**Instructions for the task:** Can you reproduce the entire listing below word for word, keeping every line unchanged?

**Data supplied:**
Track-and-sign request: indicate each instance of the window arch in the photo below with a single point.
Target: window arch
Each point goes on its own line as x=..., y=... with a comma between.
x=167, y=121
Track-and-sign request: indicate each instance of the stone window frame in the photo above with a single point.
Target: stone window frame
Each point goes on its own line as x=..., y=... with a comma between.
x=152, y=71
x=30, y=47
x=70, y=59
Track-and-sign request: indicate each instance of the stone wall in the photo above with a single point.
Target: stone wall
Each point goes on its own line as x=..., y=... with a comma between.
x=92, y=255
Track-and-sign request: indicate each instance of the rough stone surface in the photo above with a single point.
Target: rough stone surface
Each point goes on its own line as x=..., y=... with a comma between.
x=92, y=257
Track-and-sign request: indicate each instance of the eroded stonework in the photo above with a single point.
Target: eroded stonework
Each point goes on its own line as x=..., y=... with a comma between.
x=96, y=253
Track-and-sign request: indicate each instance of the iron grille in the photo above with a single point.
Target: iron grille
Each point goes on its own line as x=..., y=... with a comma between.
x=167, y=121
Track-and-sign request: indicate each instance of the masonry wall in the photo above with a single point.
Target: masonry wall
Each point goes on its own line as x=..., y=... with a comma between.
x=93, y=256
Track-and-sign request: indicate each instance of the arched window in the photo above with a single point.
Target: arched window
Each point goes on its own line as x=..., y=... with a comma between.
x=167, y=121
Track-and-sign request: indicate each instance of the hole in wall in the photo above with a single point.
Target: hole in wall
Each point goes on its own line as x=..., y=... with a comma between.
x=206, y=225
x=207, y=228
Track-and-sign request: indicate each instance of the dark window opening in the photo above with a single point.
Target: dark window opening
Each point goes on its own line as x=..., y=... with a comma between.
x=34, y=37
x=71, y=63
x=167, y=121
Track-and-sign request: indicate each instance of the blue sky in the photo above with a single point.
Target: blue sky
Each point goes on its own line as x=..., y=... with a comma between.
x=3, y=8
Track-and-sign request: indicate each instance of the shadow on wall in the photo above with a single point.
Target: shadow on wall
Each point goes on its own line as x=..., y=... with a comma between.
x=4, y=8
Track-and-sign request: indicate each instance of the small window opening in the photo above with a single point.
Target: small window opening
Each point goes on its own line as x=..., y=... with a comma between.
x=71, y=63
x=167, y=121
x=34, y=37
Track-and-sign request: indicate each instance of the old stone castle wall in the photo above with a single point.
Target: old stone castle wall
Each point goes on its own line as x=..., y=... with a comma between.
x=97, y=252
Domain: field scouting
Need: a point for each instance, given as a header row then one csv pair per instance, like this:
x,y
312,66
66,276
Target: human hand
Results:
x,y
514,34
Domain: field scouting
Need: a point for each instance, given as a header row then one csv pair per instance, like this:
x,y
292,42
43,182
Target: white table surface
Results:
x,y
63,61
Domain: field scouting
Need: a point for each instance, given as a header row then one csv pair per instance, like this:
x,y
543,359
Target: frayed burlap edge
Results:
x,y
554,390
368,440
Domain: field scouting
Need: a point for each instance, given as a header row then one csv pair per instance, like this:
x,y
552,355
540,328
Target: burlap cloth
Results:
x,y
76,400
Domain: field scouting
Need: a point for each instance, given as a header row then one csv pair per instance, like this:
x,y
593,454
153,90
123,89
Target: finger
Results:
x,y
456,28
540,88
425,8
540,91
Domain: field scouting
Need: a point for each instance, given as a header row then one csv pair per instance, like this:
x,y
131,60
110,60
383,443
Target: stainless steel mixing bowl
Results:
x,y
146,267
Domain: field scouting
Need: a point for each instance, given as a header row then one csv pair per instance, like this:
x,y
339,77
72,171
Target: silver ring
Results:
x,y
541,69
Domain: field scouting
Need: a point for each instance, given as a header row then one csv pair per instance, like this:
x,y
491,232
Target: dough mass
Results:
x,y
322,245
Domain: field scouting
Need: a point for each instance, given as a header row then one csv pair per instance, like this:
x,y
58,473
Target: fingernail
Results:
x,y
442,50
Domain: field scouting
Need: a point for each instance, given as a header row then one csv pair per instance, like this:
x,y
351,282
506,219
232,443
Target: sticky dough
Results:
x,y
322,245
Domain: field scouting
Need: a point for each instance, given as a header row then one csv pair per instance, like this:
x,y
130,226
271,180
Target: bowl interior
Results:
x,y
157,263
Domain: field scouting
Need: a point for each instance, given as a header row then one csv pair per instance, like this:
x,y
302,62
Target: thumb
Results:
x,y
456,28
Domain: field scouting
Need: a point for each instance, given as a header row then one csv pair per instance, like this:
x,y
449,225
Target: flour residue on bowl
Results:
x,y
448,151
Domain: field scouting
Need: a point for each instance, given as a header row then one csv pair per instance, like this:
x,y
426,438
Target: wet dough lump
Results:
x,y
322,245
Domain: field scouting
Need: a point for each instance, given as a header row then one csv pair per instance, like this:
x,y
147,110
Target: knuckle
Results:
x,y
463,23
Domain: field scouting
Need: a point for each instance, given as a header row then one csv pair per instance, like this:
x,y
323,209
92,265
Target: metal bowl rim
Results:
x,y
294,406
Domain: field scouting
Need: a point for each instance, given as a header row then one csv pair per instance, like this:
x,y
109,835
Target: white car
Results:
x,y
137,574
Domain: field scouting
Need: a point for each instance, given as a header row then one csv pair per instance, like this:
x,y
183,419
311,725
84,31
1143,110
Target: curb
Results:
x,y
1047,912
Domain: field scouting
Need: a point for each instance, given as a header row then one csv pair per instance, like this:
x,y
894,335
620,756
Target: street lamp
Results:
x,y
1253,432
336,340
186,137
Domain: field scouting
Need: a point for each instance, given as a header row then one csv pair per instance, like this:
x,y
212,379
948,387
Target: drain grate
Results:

**Answer below:**
Track-and-sign request: indicate each instance of the window arch in the photo below with a single point.
Target: window arch
Each point goes on its own line as x=..., y=... with a comma between.
x=167, y=121
Track-and-sign request: indicate each instance of the stone window frame in the photo above with a single point.
Target: stone window frame
Each point goes on its own line as x=..., y=... with a comma between.
x=152, y=71
x=30, y=47
x=70, y=59
Track-and-sign request: indicate each instance of the stone wall in the photo above with a single point.
Target: stone wall
Each point goes on its own line as x=..., y=... with a comma between.
x=92, y=255
Track-and-sign request: indicate each instance of the rough stone surface in the photo above with a single point.
Target: rough stone surface
Each point goes on its own line as x=..., y=... with a comma between.
x=92, y=257
Track-and-sign request: indicate each instance of the eroded stonework in the photo above with a single point.
Target: eroded stonework
Each point goes on its own line as x=..., y=... with a comma between.
x=96, y=253
Track-and-sign request: indicate each instance of the iron grille in the photo above with a single point.
Target: iron grille
Each point goes on its own line as x=..., y=... with a comma between.
x=167, y=121
Track-and-sign request: indicate each instance of the masonry wall in the photo above with a single point.
Target: masonry wall
Each point goes on its own line as x=..., y=... with a comma between.
x=93, y=256
Track-and-sign request: indicate each instance of the arched window in the photo above with a single point.
Target: arched window
Each point goes on its own line as x=..., y=... with a comma between.
x=167, y=121
Track-and-sign request: indicate each instance of the hole in wall in the photo above with a single point.
Target: hole in wall
Each point goes on its own line as x=..., y=... with a comma between.
x=206, y=225
x=207, y=228
Track-and-sign request: indicate each instance of the dark window opening in the photo above with a single point.
Target: dark window opening
Each point goes on its own line as x=..., y=... with a comma between.
x=34, y=37
x=71, y=63
x=167, y=121
Track-and-sign request: indicate each instance of the blue sky in the photo above with a single point.
Target: blue sky
Each point goes on its own line as x=..., y=... with a comma between.
x=3, y=8
Track-and-sign request: indicate each instance of the shadow on wall in the photo above with a single point.
Target: shadow on wall
Each point goes on its own line as x=..., y=... with a comma between.
x=4, y=8
Track-and-sign request: indicate each instance of the small window opening in the photo above with a single point.
Target: small window opening
Each point goes on its own line as x=..., y=... with a comma between.
x=71, y=63
x=167, y=121
x=34, y=37
Track-and-sign request: indicate each instance of the old stone castle wall in the photo above with a single point.
Target: old stone castle wall
Each point goes on its own line as x=..., y=... with a comma between.
x=97, y=252
Domain: field scouting
Need: a point for each instance, given as a header row then one csv pair per instance, like this:
x,y
312,66
66,276
Target: human hand
Results:
x,y
514,34
Domain: field scouting
Need: a point for each instance, given as a header row then one csv pair per instance, like this:
x,y
292,42
43,182
Target: white table surface
Results:
x,y
63,61
Domain: field scouting
Need: a point for each instance, given as a header row then one csv pair per instance, like this:
x,y
543,359
Target: frayed burlap edge
Results:
x,y
554,390
368,440
Domain: field scouting
Need: a point for each instance, given as a header row then one csv pair per instance, like this:
x,y
552,355
540,328
Target: burlap cloth
Results:
x,y
76,400
Domain: field scouting
Need: a point for each instance, given as a header row then one csv pair per instance, like this:
x,y
593,454
153,90
123,89
Target: finger
Results:
x,y
456,28
540,88
425,8
540,91
Domain: field scouting
Need: a point for each instance, given as a header row then one csv pair per instance, like this:
x,y
131,60
110,60
383,443
Target: stainless steel mixing bowl
Results:
x,y
146,267
Domain: field scouting
Need: a point for each instance, given as a header row then one csv pair per instance, like this:
x,y
339,77
72,171
Target: silver ring
Results:
x,y
541,69
Domain: field scouting
Need: a point for each instance, given as a header row then one csv pair per instance, like this:
x,y
491,232
Target: dough mass
Results:
x,y
322,245
Domain: field scouting
Need: a point for each instance, given as a header row then one csv pair per instance, like this:
x,y
58,473
Target: fingernail
Results:
x,y
442,50
Domain: field scouting
Need: a point for each instance, given as a header row then one csv pair per instance, like this:
x,y
351,282
506,219
232,443
Target: sticky dough
Results:
x,y
322,245
Domain: field scouting
Need: a point for each instance, given as a header row then one csv pair per instance, like this:
x,y
130,226
271,180
Target: bowl interior
Results:
x,y
157,263
Domain: field scouting
Need: a point for each instance, given as a header row then one csv pair per instance, like this:
x,y
302,62
Target: thumb
Results:
x,y
456,28
Domain: field scouting
Need: a point for each instance, given as a header row then one csv pair per instance, like this:
x,y
449,225
Target: flour residue on bowl
Results:
x,y
448,151
Domain: field scouting
Need: a point for each instance, given as a header row then one csv pair per instance, like this:
x,y
426,438
Target: wet dough lump
Results:
x,y
322,245
Domain: field scouting
Need: a point for each instance, given as a header row then one csv pair per instance, like this:
x,y
147,110
Target: knuckle
Results:
x,y
463,23
Domain: field scouting
Need: a point for each instance, given as a header row then one csv pair per instance, like this:
x,y
323,209
92,265
Target: metal bowl rim
Results:
x,y
294,406
Domain: field scouting
Need: a point for each instance, given as a header row then one csv pair per instance, like this:
x,y
109,835
Target: white car
Results:
x,y
137,574
Domain: field scouting
Need: a point for each instance, given as a header row then one csv pair per instance, like this:
x,y
183,419
311,725
84,31
1143,110
Target: curb
Results:
x,y
1047,912
Domain: field scouting
Need: a point for each instance, given as a header row then one csv pair per instance, like this:
x,y
894,335
620,756
Target: street lamp
Results:
x,y
1253,432
336,340
186,137
Domain: field scouting
Need: a point for each instance, given as a header row then one csv pair per instance, like this:
x,y
212,379
948,387
Target: drain grate
Results:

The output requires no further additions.